_TEXTE FOURNI_.
Ce grand effacement est d’ailleurs l’une des grandes difficultés en géologie terrestre. La tectonique des plaques, l’érosion et le volcanisme ont recyclé la croûte encore et encore, si bien que les plus vieilles roches que nous connaissons n’atteignent « que » 4,03 milliards d’années. Elles ont été retrouvées principalement au Canada (gneiss d’Acasta) et en Australie (zircons de Jack Hills) dans les années 1980.
Trop récentes pour témoigner de la naissance de la planète, elles ont obligé les chercheurs à chercher des archives ailleurs, dans les météorites et sur la Lune, qui ne subissent pas le même recyclage géologique.
Comme le rappelle Tarduno, aucune méthode n’est infaillible ; la radiochronologie, si efficace soit-elle, a aussi ses limites. « C’est en quelque sorte un âge indirect, il subsiste donc des incertitudes qui laissent place à la discussion », souligne-t-il.
La datation des météorites donne en quelque sorte une borne temporelle : autour de 4,56 milliards d’années. Mais cela correspond à la naissance du système solaire, pas exactement à celle de la Terre. Pendant longtemps, les chercheurs ont cru que ce chiffre suffisait à fixer l’âge de notre planète, mais il ne fait que nous rapprocher de la vérité.

_CONSIGNE ÉCRITE A_. Citez le passage du texte sur l'âge de la Terre compris entre « Ce grand effacement » et « les années 1980. », ces deux segments inclus.
_CONSIGNE ÉCRITE B_. Prolongez le texte sur l'âge de la Terre en reprenant juste après sa dernière phrase.
Les lignes n'ont aucun rapport avec le texte sur l'âge de la Terre.

_EXTRAIT DE DONNÉES_.
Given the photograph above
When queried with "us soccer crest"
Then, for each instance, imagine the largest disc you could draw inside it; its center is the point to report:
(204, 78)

_RÉSULTAT OBTENU A_.
Ce grand effacement est d’ailleurs l’une des grandes difficultés en géologie terrestre. La tectonique des plaques, l’érosion et le volcanisme ont recyclé la croûte encore et encore, si bien que les plus vieilles roches que nous connaissons n’atteignent « que » 4,03 milliards d’années. Elles ont été retrouvées principalement au Canada (gneiss d’Acasta) et en Australie (zircons de Jack Hills) dans les années 1980.

_RÉSULTAT OBTENU B_.
Par l’analyse des isotopes de Mars, nous savons qu’elle s’est formée très vite, plus rapidement que la Terre, qui a connu une accrétion plus lente. Voilà pourquoi il a fallu se tourner vers les autres repères précédemment cités (roches lunaires, impact avec Théia), qui constituent le faisceau de preuves le plus probant pour donner ce chiffre de 4,54 milliards d’années. L’âge d’une planète qui n’a jamais cessé de se recycler, comme une vieille dame qui aime à se refaire sans cesse une beauté.
- Les plus vieilles roches terrestres, datées de 4,03 milliards d’années, ne reflètent pas pleinement la naissance de notre planète.
- La radiochronologie appliquée aux météorites et aux roches lunaires fournit des repères plus fiables.
- Le croisement de ces données fixe l’âge de la Terre à 4,54 milliards d’années.